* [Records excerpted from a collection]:
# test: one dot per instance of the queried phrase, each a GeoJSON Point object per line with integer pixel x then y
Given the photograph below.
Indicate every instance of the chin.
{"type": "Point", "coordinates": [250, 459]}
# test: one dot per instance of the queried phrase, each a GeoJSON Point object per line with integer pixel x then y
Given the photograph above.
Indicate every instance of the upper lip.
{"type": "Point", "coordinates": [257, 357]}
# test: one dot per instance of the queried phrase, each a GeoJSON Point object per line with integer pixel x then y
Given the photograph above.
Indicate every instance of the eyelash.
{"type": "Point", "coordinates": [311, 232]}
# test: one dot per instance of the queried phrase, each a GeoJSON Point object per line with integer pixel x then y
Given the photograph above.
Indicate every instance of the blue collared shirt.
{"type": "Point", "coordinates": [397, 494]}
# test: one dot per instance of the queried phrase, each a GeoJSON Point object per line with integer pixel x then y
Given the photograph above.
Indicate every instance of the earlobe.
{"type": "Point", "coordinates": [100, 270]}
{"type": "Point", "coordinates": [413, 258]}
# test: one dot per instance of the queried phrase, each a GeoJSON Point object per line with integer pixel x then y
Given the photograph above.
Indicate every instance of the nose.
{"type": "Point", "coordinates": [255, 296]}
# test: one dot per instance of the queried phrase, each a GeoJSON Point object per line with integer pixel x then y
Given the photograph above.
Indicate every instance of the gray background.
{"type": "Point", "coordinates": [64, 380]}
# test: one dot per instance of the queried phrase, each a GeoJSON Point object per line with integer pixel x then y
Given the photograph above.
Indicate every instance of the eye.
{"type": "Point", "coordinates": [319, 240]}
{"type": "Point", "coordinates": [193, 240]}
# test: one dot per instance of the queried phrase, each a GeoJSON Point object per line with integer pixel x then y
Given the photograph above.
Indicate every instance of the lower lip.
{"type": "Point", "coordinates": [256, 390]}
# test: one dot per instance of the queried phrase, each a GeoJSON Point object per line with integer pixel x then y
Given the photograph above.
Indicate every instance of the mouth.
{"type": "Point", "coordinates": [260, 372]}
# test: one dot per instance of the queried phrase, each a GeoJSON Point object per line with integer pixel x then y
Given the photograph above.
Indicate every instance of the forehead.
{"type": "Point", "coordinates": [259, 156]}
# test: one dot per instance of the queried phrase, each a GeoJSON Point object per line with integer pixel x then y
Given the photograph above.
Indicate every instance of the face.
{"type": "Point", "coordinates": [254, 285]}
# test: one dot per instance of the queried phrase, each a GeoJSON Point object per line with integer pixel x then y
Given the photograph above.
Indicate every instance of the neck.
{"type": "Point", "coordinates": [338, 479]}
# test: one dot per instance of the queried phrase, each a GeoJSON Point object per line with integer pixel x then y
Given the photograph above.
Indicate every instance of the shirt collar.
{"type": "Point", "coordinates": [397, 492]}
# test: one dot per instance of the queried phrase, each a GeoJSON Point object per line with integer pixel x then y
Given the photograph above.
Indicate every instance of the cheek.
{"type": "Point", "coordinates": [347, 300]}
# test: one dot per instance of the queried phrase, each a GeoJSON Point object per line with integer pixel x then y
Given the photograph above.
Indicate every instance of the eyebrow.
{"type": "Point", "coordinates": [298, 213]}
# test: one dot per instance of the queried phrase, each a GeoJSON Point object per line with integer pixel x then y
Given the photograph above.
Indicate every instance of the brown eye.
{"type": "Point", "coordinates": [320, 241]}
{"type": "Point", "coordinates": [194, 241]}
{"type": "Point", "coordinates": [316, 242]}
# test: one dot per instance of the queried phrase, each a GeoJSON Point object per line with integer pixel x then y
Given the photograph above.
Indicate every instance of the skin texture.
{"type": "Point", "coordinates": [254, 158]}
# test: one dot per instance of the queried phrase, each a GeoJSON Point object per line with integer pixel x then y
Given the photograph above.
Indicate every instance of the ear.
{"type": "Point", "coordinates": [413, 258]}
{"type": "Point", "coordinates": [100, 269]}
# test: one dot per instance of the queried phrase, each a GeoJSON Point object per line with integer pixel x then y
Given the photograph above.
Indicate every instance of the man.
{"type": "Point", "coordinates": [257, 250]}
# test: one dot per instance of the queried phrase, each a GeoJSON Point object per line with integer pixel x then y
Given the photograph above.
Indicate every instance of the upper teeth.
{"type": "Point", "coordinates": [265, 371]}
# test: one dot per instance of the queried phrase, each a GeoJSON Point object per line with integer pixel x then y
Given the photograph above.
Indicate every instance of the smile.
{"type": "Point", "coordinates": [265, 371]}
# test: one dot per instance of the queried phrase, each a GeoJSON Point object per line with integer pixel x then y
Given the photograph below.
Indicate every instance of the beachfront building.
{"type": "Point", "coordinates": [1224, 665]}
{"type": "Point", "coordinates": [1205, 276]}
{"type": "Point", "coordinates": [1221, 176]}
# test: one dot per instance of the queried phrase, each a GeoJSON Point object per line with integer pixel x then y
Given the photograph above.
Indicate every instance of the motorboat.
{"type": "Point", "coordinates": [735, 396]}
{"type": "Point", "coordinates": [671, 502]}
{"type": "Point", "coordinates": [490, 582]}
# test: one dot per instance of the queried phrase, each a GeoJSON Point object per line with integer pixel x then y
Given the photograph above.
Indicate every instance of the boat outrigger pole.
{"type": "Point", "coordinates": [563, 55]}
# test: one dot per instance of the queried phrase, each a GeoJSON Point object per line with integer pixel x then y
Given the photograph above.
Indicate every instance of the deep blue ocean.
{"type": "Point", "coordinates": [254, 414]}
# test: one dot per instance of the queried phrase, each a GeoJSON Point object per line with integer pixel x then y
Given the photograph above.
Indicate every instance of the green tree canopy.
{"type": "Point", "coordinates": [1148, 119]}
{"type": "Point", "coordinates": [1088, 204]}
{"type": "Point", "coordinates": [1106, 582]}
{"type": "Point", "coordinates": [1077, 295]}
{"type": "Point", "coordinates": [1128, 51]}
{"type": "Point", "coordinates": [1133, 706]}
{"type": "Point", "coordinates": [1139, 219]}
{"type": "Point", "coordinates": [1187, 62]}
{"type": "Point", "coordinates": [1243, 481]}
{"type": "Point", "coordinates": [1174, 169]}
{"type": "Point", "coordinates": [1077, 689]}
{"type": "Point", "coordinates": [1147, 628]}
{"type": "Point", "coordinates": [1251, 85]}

* [The request]: Write down all the entries again without a single difference.

* [The reply]:
# test: one dot per instance of the queried phrase, each a GeoJSON Point object per line with integer pixel x then y
Given the photograph below.
Indicate every instance of the chin.
{"type": "Point", "coordinates": [250, 459]}
# test: one dot per instance of the queried phrase, each a GeoJSON Point object per line with integer pixel x then y
Given the photograph above.
Indicate every instance of the upper lip.
{"type": "Point", "coordinates": [257, 357]}
# test: one dot per instance of the queried phrase, each a GeoJSON Point object per line with integer pixel x then y
Given the photograph above.
Indicate every instance of the eyelash.
{"type": "Point", "coordinates": [311, 232]}
# test: one dot per instance of the queried phrase, each a GeoJSON Point object per line with integer pixel x then y
Given the photograph above.
Indicate every instance of the blue collared shirt.
{"type": "Point", "coordinates": [397, 494]}
# test: one dot per instance of the queried phrase, each a GeoJSON Point object per line with integer pixel x then y
Given the photograph above.
Indicate every instance of the earlobe.
{"type": "Point", "coordinates": [100, 270]}
{"type": "Point", "coordinates": [413, 258]}
# test: one dot per instance of the queried phrase, each a GeoJSON Point object per line with integer pixel x then y
Given the photograph above.
Indicate every instance of the nose.
{"type": "Point", "coordinates": [255, 296]}
# test: one dot per instance of the queried phrase, each a GeoJSON Point object per line with integer pixel x then y
Given the photograph above.
Indicate every instance of the gray background.
{"type": "Point", "coordinates": [64, 380]}
# test: one dot per instance of the queried phrase, each a GeoJSON Point object per line with integer pixel x then y
Given the photograph above.
Indicate every instance of the eye.
{"type": "Point", "coordinates": [319, 240]}
{"type": "Point", "coordinates": [193, 240]}
# test: one dot per instance of the queried phrase, each a GeoJSON Point object per line with integer pixel x then y
Given the photograph above.
Indicate every instance of the lower lip.
{"type": "Point", "coordinates": [256, 390]}
# test: one dot per instance of the queried phrase, each a GeoJSON Point object per line with integer pixel x then y
Given the photograph above.
Indicate every instance of the mouth.
{"type": "Point", "coordinates": [260, 372]}
# test: one dot per instance of the queried phrase, each a GeoJSON Point object per line with integer pixel x then y
Given the photograph above.
Indicate every instance of the forehead.
{"type": "Point", "coordinates": [259, 156]}
# test: one dot per instance of the queried phrase, each a GeoJSON Point object per line with integer pixel x then y
Given the photograph above.
Indicate every instance of the face.
{"type": "Point", "coordinates": [254, 285]}
# test: one dot per instance of the queried phrase, each a GeoJSON Point object per line with integer pixel x then y
Given the photograph above.
Indicate every instance of the neck.
{"type": "Point", "coordinates": [338, 479]}
# test: one dot per instance of the queried phrase, each a GeoJSON Point object per line with integer pixel x then y
Given the photograph above.
Indicate every instance of the shirt collar.
{"type": "Point", "coordinates": [397, 492]}
# test: one dot per instance of the queried phrase, each a GeoJSON Point object per line with integer pixel x then y
Given the photograph above.
Indicate every instance of the cheek.
{"type": "Point", "coordinates": [347, 300]}
# test: one dot per instance of the queried phrase, each a GeoJSON Point object per line with integer pixel x then y
Given the photograph above.
Indicate every instance of the eyebrow.
{"type": "Point", "coordinates": [298, 213]}
# test: one dot per instance of the queried phrase, each a GeoJSON Point object per line with integer pixel x then y
Given the photograph above.
Indicate every instance of the brown eye.
{"type": "Point", "coordinates": [320, 241]}
{"type": "Point", "coordinates": [194, 241]}
{"type": "Point", "coordinates": [316, 242]}
# test: one dot per instance of the queried phrase, each a GeoJSON Point object per line with integer pixel x then y
Given the photograph above.
Indicate every instance of the skin texture.
{"type": "Point", "coordinates": [254, 158]}
# test: one dot per instance of the queried phrase, each a GeoJSON Point object per line with integer pixel x then y
Given the photograph above.
Indicate every instance of the ear.
{"type": "Point", "coordinates": [413, 258]}
{"type": "Point", "coordinates": [100, 269]}
# test: one dot per instance of the queried phrase, each a GeoJSON Point object per line with integer pixel x then y
Given the photograph above.
Indicate every instance of the man.
{"type": "Point", "coordinates": [257, 250]}
# test: one dot per instance of the queried phrase, each a GeoJSON Point object per line with integer pixel x then y
Given the photograph above.
Indicate every instance of the upper teeth.
{"type": "Point", "coordinates": [265, 371]}
# test: one dot per instance of the queried phrase, each a GeoJSON Point object per line with integer pixel x then y
Given the photograph above.
Indicate every instance of the smile.
{"type": "Point", "coordinates": [265, 371]}
# test: one dot per instance of the queried phrase, each a GeoJSON Point object per line with integer pixel x then y
Given the photograph below.
Indicate every instance of the beachfront building.
{"type": "Point", "coordinates": [1224, 665]}
{"type": "Point", "coordinates": [1205, 276]}
{"type": "Point", "coordinates": [1221, 176]}
# test: one dot per instance of the queried phrase, each a GeoJSON Point object per line with integer pixel x then y
Given the photograph above.
Indicate every instance of the motorboat.
{"type": "Point", "coordinates": [735, 396]}
{"type": "Point", "coordinates": [671, 502]}
{"type": "Point", "coordinates": [490, 582]}
# test: one dot per instance of the queried phrase, each a GeoJSON Point object per line with integer pixel x then y
Given the photograph above.
Indicate every instance of the boat outrigger pole.
{"type": "Point", "coordinates": [563, 55]}
# test: one dot per instance of the queried phrase, each a GeoJSON Point object per line with integer pixel x then y
Given the photograph above.
Indicate every instance of the deep blue ocean.
{"type": "Point", "coordinates": [254, 414]}
# test: one dot per instance of the queried phrase, each a GeoJSON Point object per line with integer pixel x then y
Given the photograph above.
Indicate every instance of the green tree canopy.
{"type": "Point", "coordinates": [1148, 119]}
{"type": "Point", "coordinates": [1088, 204]}
{"type": "Point", "coordinates": [1106, 582]}
{"type": "Point", "coordinates": [1077, 295]}
{"type": "Point", "coordinates": [1128, 51]}
{"type": "Point", "coordinates": [1133, 706]}
{"type": "Point", "coordinates": [1139, 219]}
{"type": "Point", "coordinates": [1187, 62]}
{"type": "Point", "coordinates": [1243, 481]}
{"type": "Point", "coordinates": [1174, 169]}
{"type": "Point", "coordinates": [1077, 689]}
{"type": "Point", "coordinates": [1147, 628]}
{"type": "Point", "coordinates": [1251, 85]}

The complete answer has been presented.